▶ Exercise: Reproduce word for word the part of the passage on solar power markets that runs from "Over the long" up to and including "advances in technology.".

Given text below:

After Germany, the next highest-ranking countries for solar power energy input in order are Japan, the U.S., and Spain. A new feed-in tariff system in Spain, introduced in June 2007, has driven rapid growth in the solar power market there. France, Italy, Greece and several other countries that have adopted similar strategies for promoting solar power and are blessed with abundant sunlight are also expected to see a proliferation in solar power generation.

Over the long term through 2025, the global market is expected to increase to a cumulative installed base of 432 GW and a single-year energy input of 55 GW. However, power generation costs are still relatively high at around 40 US cents/kWh, so the main challenge moving forward is how to significantly improve costs. The market is now expected to expand, particularly in Europe, so attention is focused on the industry's moves to promote greater usage, such as by reducing power generation costs and driving new advances in technology.

* Solar power energy input by participating countries in the International Energy Agency's (IEA) Photovoltaic Power Systems Program (PVPS)

End of Given text.
Data extract below:

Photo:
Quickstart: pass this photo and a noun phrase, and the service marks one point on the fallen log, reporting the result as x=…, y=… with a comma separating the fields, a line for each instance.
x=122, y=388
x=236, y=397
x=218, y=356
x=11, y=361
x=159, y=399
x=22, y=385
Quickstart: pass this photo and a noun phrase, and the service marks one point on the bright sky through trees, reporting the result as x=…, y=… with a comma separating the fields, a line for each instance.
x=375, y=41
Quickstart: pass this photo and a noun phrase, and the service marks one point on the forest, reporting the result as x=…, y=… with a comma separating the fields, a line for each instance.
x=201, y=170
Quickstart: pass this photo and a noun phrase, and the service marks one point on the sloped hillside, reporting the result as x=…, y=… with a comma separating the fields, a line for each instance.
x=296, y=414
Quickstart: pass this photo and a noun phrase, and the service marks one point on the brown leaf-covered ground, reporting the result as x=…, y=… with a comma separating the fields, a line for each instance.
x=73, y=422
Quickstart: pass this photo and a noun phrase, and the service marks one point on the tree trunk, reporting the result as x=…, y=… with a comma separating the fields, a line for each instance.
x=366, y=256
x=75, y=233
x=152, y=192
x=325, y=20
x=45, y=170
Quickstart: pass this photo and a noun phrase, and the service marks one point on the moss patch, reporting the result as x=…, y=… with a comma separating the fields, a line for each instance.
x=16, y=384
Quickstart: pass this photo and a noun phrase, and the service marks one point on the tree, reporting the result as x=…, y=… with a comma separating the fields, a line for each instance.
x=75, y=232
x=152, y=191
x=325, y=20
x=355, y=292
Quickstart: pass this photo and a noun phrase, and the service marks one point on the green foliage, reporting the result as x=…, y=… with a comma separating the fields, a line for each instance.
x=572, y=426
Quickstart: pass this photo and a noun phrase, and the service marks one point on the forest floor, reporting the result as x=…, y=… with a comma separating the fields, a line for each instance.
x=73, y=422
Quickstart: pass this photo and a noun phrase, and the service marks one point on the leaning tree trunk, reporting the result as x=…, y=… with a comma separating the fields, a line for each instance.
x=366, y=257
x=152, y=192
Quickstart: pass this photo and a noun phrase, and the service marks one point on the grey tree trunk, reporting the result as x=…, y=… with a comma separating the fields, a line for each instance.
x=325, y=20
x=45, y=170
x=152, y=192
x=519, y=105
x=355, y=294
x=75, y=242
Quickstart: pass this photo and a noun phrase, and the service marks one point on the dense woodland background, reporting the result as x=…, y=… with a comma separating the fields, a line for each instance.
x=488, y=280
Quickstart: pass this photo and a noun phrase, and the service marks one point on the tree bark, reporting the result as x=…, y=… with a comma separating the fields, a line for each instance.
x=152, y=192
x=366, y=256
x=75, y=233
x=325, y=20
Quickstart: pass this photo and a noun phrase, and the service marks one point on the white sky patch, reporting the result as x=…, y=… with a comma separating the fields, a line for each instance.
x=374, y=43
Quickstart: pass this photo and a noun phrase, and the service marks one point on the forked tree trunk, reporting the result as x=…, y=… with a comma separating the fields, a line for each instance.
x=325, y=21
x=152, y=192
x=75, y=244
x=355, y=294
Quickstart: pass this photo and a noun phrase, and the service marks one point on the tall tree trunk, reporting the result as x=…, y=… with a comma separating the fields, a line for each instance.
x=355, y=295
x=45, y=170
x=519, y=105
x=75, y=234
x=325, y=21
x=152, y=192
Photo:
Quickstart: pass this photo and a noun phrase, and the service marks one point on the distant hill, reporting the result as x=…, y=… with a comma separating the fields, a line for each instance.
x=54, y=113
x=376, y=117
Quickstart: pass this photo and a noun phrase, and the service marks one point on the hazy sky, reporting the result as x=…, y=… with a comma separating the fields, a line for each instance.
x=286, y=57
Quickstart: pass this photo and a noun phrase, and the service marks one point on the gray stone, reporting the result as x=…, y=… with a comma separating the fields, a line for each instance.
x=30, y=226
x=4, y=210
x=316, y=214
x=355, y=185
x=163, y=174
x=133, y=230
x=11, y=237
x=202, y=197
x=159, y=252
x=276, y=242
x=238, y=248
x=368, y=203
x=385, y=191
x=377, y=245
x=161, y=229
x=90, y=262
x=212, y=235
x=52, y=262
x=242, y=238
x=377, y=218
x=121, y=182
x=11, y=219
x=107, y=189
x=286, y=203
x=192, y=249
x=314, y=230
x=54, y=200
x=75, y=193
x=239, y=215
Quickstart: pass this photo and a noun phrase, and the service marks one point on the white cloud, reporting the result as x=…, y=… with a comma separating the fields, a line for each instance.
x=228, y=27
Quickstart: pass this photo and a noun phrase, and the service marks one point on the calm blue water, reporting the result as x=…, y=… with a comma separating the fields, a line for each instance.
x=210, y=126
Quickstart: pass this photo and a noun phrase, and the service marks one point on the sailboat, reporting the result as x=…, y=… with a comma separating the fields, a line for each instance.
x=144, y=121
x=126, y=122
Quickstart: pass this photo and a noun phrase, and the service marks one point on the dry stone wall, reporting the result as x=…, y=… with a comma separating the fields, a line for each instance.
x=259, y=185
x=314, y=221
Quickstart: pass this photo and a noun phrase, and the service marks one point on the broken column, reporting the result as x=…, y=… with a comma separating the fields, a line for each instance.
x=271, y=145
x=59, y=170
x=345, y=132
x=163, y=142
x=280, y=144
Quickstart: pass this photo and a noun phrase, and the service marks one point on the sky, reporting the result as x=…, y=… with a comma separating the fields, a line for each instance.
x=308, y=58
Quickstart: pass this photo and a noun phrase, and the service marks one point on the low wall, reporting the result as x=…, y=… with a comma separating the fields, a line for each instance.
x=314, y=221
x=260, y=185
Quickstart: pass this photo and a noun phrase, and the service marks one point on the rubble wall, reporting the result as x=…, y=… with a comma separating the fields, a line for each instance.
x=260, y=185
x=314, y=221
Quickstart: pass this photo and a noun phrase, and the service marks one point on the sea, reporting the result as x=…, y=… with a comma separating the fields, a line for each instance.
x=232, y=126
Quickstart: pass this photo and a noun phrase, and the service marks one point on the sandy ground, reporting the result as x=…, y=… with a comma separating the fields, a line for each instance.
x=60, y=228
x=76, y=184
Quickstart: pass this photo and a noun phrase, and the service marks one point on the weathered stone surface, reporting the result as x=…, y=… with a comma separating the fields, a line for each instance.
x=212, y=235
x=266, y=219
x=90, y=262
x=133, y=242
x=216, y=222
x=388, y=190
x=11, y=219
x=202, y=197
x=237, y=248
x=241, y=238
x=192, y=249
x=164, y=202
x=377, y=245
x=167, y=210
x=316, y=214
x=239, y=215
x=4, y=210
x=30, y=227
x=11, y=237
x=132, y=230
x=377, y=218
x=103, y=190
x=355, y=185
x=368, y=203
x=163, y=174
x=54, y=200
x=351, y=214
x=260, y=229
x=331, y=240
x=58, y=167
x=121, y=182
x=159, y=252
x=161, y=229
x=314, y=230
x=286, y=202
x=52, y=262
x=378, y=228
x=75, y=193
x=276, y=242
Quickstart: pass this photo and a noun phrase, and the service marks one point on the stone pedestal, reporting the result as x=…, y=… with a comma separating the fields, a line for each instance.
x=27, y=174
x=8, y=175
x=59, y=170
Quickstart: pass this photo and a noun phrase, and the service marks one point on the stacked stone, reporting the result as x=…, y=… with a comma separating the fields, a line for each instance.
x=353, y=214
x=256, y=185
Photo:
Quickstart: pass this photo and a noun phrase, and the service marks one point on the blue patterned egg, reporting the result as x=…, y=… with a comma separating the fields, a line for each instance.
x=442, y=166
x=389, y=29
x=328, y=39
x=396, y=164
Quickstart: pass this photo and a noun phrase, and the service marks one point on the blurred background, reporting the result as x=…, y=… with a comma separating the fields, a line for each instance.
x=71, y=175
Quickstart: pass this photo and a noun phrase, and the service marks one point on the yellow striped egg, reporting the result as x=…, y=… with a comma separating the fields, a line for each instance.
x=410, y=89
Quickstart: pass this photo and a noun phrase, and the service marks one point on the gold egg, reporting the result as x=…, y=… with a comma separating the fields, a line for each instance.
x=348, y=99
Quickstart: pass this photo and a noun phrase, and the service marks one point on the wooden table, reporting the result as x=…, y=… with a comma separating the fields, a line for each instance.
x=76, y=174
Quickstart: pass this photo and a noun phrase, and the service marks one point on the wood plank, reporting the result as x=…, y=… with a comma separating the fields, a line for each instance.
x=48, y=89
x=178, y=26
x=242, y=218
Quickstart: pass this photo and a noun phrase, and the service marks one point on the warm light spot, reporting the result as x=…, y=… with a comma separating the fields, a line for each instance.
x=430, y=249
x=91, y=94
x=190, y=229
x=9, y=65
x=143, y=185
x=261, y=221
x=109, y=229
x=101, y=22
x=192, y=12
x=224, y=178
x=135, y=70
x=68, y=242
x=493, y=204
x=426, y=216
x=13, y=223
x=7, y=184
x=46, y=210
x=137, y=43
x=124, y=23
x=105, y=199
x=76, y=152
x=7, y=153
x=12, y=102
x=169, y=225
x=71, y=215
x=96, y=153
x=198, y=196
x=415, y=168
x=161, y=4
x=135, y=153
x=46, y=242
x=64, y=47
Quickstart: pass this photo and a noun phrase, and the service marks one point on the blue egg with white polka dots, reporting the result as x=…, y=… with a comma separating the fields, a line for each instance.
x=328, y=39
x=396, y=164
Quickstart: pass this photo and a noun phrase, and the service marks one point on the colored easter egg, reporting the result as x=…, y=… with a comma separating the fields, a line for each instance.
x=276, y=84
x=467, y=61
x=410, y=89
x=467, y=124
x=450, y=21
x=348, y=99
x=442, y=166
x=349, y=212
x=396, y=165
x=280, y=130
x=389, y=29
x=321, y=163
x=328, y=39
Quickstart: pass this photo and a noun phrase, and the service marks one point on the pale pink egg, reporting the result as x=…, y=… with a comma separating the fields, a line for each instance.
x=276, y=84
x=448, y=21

End of Data extract.

▶ Answer section:
Over the long term through 2025, the global market is expected to increase to a cumulative installed base of 432 GW and a single-year energy input of 55 GW. However, power generation costs are still relatively high at around 40 US cents/kWh, so the main challenge moving forward is how to significantly improve costs. The market is now expected to expand, particularly in Europe, so attention is focused on the industry's moves to promote greater usage, such as by reducing power generation costs and driving new advances in technology.